-- START Available data --

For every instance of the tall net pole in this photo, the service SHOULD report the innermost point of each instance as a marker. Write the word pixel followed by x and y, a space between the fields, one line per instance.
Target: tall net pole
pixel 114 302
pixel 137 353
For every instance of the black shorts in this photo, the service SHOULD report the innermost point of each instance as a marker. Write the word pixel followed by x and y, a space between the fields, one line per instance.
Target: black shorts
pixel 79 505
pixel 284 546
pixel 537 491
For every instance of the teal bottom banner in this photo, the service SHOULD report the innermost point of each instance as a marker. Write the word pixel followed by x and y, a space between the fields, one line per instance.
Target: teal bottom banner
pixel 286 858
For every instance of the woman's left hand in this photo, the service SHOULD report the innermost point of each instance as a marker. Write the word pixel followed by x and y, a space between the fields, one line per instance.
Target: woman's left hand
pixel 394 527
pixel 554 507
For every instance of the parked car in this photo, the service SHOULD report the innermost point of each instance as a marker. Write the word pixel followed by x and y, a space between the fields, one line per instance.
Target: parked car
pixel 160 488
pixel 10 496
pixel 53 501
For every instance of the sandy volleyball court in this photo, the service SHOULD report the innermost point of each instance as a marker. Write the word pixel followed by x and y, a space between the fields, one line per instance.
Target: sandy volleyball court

-- END Available data --

Please convert all the items above into a JSON list of strings, with one string for each line and blank lines left out.

[
  "For every instance of the tall net pole in this photo, the service SHOULD report the innermost point of each instance as a marker. Write the word pixel followed by x and y, a space between the fields, one line per instance.",
  "Target: tall net pole",
  "pixel 114 302",
  "pixel 137 353",
  "For every instance of the black shorts in this photo, the service SHOULD report the innermost point of each instance as a marker. Write the word pixel followed by x and y, a space between the fields, one line per instance.",
  "Target: black shorts",
  "pixel 79 505",
  "pixel 284 546",
  "pixel 537 491",
  "For every instance of the teal bottom banner in this photo, the service SHOULD report the innermost point of each instance as a marker. Write the word pixel followed by x and y, a space between the fields, one line per instance.",
  "Target: teal bottom banner",
  "pixel 286 858",
  "For every instance of the woman's left hand in this photo, the service SHOULD report the innermost point of each instance as a marker. Write the word pixel followed by x and y, a space between the fields, one line per instance.",
  "Target: woman's left hand",
  "pixel 394 527",
  "pixel 554 507",
  "For every instance of the parked car in this photo, the service SHOULD report the innermost point of each instance as a marker. Write the word pixel followed by x and y, a space between the fields, one line per instance.",
  "Target: parked car",
  "pixel 160 488",
  "pixel 10 496",
  "pixel 53 501",
  "For every instance of the sandy volleyball court in this photo, the service SHOULD report the innermost point of each instance as a marker. Write the word pixel followed by x and y, a space between the fields, one line per instance.",
  "Target: sandy volleyball court"
]